## Metin parçası
5 Aralık 2011 Pazartesi

Bilgisizlik Depremi

Bilgi güçtür” demiş, Bacon. Bilgi metaını elinde bulunduranların güçlü olduğuna işaret eden bu söz gereği batı toplumları, bilgiyi derleyip düzenleyerek, yeni bilgi üretiminde kullanmış ve böylece “bilgi toplumu” aşamasına geçmiş; üretilen bilgileri sahada kullanmak suretiyle de -her dönemde- güç sahibi olarak dünyayı biçimlendirmiş; diğer ülkeler ise, güce sahip olamamanın acı faturalarını ödeyegelmişlerdir.
Bilgi toplumu insanına bakıldığında, bilgi gücünü edinmeye gayret ettiği; bu bağlamda okuduğu, araştırdığı; bilgi tükettiği, yeni bilgiler ürettiği; evet veya hayır demesinin ya da her duruşunun bilgi odaklı bir gerekçesinin olduğu görülür. Rüzgârın önündeki kuru yaprak değildir bilgi insanı. Sürüyle birlikte gitmez. Bilir ki, sürüden ayrılan değil, bilgisiz olan yem olur kurtlar sofrasına.

## Kısa görev A
Satırlardan kaçının "shelf" dizesini içerdiğini belirleyin ve yalnızca bu sayıyı yazın; büyük-küçük harf ayrımı dikkate alınmalıdır.
Metin parçası ile satırlar arasında hiçbir bağlantı yoktur.

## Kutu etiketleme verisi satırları

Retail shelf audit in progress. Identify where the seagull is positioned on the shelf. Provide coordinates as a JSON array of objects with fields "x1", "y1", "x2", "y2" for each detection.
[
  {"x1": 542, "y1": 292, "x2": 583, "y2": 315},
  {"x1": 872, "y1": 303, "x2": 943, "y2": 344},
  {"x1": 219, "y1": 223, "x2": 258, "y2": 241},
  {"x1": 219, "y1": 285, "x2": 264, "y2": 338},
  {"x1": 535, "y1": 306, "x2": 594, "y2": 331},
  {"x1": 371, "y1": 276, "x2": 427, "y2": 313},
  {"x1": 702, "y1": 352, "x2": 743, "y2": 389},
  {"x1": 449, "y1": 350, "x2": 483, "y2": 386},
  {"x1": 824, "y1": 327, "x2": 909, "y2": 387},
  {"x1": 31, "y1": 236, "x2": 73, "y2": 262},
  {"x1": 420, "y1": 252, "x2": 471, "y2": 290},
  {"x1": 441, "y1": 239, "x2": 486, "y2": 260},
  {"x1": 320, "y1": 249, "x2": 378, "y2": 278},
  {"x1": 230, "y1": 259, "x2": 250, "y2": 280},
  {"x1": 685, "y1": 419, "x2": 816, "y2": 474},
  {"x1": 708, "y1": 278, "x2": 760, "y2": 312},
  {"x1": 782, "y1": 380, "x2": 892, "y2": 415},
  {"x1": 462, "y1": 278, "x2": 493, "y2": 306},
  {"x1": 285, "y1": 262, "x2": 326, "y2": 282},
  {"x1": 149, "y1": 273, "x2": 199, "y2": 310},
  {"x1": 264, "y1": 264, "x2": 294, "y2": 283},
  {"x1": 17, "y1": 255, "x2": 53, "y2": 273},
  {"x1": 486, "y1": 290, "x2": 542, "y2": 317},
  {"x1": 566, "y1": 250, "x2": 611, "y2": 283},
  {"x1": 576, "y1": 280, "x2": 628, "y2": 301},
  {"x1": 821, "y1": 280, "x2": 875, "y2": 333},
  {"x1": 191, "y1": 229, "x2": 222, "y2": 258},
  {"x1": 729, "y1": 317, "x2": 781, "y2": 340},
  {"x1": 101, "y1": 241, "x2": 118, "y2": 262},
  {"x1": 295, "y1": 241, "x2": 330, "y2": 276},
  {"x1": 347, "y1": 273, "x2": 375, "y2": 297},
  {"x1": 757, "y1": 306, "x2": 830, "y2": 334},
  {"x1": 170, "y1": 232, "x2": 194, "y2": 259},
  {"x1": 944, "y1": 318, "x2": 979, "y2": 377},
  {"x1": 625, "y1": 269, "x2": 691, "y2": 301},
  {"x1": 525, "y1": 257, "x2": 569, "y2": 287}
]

## Kısa görev B
Metin parçasına göre batı toplumları bilgiyi derleyip düzenleyerek hangi aşamaya geçmiştir?

## Doğru yanıt A
1

## Doğru yanıt B
"Bilgi toplumu" aşamasına geçmiştir.